THE TASK:
Output the stretch of the material from the start through the line containing "<point>63,319</point>" as a JSON list of strings, one string per line, leaving out blank lines.

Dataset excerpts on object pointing
-.-.-
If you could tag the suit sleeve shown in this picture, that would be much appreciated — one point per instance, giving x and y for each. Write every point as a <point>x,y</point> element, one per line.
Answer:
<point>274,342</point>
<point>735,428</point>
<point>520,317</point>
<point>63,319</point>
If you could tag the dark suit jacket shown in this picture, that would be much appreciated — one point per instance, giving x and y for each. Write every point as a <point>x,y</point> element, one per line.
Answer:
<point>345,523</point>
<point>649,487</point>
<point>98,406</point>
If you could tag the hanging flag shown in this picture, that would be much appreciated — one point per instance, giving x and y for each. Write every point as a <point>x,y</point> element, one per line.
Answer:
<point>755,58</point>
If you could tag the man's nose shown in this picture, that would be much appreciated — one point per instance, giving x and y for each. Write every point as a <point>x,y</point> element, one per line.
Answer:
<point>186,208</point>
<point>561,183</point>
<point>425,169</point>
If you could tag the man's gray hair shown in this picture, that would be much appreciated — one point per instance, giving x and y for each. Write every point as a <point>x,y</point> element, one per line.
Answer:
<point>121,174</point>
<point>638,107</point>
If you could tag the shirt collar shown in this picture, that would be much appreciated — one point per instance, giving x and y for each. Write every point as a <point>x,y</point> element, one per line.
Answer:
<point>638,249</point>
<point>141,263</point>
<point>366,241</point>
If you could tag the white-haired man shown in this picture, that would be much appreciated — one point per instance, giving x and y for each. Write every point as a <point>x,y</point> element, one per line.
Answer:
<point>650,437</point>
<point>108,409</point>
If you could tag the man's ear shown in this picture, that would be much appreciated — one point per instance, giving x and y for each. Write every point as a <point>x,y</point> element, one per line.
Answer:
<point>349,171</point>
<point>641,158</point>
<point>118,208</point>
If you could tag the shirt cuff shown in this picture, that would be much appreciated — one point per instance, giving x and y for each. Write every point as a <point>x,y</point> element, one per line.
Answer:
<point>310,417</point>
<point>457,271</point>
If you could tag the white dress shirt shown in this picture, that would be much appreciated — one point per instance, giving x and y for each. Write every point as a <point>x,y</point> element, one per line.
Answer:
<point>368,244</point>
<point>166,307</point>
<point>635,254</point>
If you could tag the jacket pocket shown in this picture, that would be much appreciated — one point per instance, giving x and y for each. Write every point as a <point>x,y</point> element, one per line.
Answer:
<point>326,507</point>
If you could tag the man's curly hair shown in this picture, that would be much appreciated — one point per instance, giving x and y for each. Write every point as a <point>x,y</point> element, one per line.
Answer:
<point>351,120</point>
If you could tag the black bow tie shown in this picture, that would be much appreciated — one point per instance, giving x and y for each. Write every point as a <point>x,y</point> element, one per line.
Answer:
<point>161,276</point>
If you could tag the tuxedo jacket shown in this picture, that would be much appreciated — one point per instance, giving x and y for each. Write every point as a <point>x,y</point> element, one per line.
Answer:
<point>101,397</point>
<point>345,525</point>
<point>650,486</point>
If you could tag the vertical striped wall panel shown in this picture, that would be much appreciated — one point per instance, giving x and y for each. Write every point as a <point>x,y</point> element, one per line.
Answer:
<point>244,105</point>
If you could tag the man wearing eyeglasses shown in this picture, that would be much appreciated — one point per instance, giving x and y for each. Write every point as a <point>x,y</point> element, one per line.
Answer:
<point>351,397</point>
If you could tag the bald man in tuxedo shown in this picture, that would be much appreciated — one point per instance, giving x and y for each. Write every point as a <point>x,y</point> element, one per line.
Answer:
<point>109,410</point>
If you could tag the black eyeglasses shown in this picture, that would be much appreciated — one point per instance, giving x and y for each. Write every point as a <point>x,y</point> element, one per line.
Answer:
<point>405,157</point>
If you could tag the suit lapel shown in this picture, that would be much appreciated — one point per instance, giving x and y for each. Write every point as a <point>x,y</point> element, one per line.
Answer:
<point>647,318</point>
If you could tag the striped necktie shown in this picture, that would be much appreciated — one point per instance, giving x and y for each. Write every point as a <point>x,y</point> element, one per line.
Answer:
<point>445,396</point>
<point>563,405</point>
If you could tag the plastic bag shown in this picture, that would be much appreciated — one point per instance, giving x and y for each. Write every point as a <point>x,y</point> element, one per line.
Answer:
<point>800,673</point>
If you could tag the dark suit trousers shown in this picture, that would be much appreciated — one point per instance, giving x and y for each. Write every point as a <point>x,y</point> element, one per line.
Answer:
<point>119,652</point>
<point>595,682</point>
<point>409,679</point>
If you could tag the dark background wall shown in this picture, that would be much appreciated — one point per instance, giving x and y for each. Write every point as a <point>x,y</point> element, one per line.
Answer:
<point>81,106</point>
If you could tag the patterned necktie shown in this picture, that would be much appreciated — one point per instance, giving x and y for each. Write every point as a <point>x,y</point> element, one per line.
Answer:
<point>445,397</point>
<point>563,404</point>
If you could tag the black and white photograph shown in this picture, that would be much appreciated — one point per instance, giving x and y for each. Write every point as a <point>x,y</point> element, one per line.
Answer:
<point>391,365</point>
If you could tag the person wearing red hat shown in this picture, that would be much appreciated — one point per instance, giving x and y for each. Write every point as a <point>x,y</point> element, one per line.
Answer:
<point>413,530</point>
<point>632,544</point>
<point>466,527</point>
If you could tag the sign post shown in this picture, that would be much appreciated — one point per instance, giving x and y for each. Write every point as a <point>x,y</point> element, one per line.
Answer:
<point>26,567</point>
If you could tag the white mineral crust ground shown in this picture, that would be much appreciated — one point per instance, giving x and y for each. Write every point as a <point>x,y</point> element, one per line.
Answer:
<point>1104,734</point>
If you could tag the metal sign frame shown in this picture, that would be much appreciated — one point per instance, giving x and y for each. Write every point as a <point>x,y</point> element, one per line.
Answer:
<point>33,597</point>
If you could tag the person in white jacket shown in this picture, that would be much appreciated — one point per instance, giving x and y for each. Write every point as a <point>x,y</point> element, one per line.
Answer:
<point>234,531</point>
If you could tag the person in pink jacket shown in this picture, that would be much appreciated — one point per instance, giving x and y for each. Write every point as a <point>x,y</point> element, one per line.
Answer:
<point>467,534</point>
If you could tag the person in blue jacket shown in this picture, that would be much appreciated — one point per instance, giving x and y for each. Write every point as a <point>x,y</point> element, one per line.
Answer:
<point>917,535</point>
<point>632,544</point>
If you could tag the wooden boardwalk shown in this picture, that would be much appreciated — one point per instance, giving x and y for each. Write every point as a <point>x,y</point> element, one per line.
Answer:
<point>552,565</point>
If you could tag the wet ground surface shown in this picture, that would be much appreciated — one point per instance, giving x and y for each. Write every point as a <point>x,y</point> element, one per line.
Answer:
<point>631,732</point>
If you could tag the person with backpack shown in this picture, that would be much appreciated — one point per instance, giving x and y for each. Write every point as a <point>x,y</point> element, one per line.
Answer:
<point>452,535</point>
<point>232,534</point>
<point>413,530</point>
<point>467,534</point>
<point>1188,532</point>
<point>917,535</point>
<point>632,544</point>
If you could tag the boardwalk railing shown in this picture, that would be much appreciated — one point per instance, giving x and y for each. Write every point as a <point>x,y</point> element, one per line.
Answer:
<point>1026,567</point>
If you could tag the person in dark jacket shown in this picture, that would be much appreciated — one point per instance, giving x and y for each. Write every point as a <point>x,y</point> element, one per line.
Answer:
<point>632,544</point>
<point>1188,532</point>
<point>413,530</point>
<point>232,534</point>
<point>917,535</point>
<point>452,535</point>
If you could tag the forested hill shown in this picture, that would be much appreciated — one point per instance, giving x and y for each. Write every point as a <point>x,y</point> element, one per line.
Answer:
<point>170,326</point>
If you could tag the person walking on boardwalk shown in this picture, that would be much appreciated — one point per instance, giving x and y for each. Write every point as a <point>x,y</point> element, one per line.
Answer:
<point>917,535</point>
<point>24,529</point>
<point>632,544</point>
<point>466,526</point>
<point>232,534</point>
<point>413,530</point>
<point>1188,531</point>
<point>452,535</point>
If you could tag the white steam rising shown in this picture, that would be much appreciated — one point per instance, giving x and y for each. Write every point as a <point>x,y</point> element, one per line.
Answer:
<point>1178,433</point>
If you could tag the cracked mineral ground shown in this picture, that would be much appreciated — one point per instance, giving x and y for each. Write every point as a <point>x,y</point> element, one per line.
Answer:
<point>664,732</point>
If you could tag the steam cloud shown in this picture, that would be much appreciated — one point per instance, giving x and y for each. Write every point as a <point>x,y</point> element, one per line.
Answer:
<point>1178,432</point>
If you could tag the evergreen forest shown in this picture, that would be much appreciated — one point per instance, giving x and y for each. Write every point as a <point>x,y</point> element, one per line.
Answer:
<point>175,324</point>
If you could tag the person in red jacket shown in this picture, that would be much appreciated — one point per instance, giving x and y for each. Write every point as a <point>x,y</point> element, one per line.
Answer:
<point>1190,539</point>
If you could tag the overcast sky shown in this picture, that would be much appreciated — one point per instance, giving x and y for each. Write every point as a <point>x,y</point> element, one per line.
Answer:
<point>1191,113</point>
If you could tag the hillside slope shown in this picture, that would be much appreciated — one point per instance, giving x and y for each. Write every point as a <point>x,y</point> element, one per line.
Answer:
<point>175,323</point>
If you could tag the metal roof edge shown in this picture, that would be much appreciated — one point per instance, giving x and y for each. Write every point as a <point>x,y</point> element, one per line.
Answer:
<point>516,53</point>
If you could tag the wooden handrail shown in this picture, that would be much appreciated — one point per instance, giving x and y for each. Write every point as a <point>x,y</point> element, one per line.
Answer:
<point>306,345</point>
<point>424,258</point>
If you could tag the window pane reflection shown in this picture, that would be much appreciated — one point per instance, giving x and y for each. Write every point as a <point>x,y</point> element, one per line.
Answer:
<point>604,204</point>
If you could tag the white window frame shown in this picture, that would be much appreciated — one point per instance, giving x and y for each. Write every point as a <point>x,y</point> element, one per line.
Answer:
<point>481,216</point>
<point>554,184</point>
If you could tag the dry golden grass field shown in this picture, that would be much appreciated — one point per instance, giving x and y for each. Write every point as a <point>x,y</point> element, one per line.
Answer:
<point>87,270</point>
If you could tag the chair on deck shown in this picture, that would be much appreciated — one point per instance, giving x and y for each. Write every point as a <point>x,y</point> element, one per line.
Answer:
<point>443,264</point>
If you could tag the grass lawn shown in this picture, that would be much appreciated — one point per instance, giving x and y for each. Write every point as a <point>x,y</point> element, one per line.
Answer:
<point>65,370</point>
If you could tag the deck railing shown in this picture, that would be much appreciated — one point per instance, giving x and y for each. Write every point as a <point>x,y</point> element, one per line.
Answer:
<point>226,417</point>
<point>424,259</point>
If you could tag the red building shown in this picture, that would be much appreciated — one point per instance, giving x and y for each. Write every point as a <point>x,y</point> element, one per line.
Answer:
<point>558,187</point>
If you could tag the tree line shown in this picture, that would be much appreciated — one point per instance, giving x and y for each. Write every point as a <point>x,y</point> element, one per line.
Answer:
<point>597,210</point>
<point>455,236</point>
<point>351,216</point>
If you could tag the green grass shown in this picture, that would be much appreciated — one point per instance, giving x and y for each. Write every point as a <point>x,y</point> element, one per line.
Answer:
-.-.-
SOLUTION TO THIS TASK:
[
  "If you could tag the suit sleeve shown in this picture, that would be much appreciated — one point per instance, giving x and y for each. Write every point as a <point>x,y</point> element, one per line.",
  "Answer:",
  "<point>274,342</point>",
  "<point>735,428</point>",
  "<point>520,317</point>",
  "<point>63,319</point>"
]